SOURCE EXCERPT =
****

I don't think I've ever done anything in FRC that I couldn't do on a Vex Cortex, aside from stream video back to the driver station laptop. In fact, I've run Cortex code has run as fast as 100hz without complaining about CPU loading, and under RobotC (a terrible bytecode language with all the inefficiencies of Java and none of the benefits that dosn't even support the C language really at all) I was able to run all of my code in 2ms (measuring the time it took the task to execute).

I did come a bit short on IO (granted I used 5 LED's with individual GPIO pins), but I managed to live with the 12 DIO and 8 analog and 10 PWM. I think an extra two of each would be nice for FRC, but it's perfect for Vex robots. It's also got I2C and two UART ports.

I would agree that, the peak performance of the roboRIO vs the Cortex provides more cost efficiency. But for 99% of teams, the Cortex would be just fine (in fact, way better because it's so easy to setup and dosen't require default code), so the doubled cost dosn't provide doubled benefit, or even any benefit to them. And then there are the 5% who insist vision procesing is important (it has not been important to me yet), and the 1% who might utilize the full benefits of the roboRIO and implement a good onboard vision system without compromizing their RT controls.

****

SUPPLIED RECORDS =
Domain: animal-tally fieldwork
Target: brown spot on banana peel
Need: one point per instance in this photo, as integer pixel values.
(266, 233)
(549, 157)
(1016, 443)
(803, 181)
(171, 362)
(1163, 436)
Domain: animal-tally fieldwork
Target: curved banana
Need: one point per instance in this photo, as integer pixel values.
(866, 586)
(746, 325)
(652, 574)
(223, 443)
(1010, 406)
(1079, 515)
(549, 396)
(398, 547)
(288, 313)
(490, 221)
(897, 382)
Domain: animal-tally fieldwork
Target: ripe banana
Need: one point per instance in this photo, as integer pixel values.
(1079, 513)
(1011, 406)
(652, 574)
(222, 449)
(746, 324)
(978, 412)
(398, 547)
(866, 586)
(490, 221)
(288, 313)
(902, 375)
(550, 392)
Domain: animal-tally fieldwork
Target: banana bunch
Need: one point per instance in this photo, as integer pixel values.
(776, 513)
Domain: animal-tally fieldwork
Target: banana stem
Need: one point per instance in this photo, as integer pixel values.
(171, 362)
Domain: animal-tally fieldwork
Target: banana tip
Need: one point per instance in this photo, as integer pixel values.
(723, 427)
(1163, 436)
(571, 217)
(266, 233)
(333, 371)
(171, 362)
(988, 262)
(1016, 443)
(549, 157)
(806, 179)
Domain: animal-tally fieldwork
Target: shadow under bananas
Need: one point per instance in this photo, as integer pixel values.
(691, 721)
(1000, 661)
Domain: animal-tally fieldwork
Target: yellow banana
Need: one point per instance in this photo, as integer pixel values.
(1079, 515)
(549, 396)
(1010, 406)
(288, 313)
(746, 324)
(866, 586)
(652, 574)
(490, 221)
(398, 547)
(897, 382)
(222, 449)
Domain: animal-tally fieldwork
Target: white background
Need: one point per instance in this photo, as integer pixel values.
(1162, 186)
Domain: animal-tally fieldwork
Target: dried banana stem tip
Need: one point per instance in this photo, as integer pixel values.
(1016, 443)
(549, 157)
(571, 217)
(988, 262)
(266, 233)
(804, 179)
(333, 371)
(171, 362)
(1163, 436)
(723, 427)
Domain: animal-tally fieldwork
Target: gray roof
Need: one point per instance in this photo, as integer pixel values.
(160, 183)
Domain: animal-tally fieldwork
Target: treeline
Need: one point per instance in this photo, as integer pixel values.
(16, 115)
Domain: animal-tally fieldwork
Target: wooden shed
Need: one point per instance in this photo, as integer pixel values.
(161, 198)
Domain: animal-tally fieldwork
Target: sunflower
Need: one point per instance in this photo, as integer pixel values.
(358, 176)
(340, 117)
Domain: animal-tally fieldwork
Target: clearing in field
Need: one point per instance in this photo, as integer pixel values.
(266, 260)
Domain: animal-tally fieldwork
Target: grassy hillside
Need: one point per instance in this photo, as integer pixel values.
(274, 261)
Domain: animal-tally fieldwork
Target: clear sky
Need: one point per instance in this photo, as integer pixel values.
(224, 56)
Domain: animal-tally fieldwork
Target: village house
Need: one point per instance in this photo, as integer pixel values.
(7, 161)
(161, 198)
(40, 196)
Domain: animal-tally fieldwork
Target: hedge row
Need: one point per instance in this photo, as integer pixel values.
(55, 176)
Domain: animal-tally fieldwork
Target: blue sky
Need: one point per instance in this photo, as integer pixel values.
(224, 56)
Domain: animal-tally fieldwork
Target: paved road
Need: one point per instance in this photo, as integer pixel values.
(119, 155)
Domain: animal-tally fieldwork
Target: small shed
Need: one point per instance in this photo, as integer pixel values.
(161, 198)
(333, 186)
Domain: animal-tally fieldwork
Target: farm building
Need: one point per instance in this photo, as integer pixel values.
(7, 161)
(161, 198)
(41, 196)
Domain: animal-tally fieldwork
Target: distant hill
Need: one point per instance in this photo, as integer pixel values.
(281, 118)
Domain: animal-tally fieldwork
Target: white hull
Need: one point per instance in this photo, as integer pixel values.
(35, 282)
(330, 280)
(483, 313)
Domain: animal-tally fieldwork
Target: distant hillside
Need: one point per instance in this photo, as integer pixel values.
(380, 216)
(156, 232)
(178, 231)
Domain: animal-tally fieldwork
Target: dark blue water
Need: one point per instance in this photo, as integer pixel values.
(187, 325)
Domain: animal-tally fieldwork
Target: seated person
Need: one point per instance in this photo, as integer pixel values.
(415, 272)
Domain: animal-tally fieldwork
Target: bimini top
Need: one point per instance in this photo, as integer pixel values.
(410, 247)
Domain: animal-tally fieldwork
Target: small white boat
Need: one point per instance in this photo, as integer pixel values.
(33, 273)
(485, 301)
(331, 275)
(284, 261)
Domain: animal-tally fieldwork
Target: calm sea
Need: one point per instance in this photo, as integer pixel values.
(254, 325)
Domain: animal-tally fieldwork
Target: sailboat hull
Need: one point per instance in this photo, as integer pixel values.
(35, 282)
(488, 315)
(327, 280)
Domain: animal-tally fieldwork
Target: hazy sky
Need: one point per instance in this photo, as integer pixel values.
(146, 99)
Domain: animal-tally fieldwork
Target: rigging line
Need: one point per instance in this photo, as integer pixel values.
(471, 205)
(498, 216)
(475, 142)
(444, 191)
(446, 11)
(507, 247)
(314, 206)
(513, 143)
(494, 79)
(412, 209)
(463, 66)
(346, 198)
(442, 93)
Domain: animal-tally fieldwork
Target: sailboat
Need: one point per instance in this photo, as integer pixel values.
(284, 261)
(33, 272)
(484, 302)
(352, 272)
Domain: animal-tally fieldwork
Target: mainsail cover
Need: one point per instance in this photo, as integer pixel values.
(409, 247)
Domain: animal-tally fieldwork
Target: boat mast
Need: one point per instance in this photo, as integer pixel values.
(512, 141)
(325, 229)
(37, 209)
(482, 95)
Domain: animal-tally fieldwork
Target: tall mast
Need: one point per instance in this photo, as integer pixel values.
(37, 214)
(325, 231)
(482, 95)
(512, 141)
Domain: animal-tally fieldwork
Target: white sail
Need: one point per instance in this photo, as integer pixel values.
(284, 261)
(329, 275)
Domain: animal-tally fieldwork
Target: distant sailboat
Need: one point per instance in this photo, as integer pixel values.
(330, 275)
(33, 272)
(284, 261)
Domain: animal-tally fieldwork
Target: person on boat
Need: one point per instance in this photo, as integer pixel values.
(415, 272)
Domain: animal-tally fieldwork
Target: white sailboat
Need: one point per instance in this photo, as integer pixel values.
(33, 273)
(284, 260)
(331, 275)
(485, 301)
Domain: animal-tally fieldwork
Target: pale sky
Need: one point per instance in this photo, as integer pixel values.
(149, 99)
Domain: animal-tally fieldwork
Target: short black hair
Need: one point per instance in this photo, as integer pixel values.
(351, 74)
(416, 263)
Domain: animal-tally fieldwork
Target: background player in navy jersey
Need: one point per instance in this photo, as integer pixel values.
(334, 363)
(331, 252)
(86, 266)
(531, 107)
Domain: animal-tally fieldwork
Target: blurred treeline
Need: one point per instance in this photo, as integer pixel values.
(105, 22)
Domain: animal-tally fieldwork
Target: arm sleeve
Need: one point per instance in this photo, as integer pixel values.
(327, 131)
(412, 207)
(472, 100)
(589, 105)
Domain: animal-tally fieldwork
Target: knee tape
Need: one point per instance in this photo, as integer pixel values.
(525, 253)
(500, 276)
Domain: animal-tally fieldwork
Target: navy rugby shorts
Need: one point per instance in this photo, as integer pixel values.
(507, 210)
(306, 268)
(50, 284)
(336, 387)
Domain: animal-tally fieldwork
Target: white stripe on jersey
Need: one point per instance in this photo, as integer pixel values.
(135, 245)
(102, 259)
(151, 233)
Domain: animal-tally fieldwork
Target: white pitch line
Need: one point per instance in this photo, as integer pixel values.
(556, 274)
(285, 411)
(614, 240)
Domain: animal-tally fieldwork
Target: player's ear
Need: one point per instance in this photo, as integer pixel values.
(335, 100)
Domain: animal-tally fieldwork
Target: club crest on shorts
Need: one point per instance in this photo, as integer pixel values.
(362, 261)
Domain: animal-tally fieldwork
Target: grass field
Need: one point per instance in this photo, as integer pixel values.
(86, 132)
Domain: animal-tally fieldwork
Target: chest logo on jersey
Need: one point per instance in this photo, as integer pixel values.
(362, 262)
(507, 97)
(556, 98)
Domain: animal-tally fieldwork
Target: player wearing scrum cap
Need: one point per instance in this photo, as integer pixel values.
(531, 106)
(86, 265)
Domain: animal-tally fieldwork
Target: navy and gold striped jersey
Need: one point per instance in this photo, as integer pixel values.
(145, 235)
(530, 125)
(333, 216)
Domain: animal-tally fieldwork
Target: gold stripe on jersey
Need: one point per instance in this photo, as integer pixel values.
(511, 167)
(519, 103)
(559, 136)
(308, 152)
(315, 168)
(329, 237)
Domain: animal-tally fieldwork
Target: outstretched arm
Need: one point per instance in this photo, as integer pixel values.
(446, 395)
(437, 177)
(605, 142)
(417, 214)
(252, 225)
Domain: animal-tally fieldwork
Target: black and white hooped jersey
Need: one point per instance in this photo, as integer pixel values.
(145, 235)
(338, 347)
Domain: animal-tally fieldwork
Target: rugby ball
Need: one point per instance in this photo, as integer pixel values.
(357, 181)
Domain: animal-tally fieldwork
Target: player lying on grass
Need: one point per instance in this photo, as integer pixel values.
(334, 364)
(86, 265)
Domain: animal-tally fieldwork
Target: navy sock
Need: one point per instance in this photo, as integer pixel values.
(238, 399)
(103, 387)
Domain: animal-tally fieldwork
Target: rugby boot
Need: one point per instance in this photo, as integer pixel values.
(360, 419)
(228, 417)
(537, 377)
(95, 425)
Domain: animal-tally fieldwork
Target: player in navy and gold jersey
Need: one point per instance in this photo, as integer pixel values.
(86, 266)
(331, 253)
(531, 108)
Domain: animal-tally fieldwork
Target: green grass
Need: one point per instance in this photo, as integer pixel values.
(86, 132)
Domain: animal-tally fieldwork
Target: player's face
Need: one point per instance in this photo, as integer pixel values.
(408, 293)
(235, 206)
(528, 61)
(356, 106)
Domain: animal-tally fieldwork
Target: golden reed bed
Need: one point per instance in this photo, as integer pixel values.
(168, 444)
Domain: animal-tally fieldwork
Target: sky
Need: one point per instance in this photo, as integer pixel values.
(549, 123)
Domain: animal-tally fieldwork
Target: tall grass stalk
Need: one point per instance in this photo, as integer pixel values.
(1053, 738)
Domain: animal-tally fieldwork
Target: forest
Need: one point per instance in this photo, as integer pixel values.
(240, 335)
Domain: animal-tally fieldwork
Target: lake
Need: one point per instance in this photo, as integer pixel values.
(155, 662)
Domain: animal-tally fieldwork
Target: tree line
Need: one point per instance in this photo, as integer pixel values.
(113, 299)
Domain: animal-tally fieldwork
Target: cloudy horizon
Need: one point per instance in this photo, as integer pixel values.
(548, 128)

****

WORK TO DO =
[a] Can you extract the part of the controller comparison from "I did come a" to "two UART ports." word for word?
[b] How many lines of the records contain the string "shorts", with case counting? Reply with the number alone.
The controller comparison and the records above have no connection to each other.

THE SOLUTIONS =
[a]
I did come a bit short on IO (granted I used 5 LED's with individual GPIO pins), but I managed to live with the 12 DIO and 8 analog and 10 PWM. I think an extra two of each would be nice for FRC, but it's perfect for Vex robots. It's also got I2C and two UART ports.

[b] 2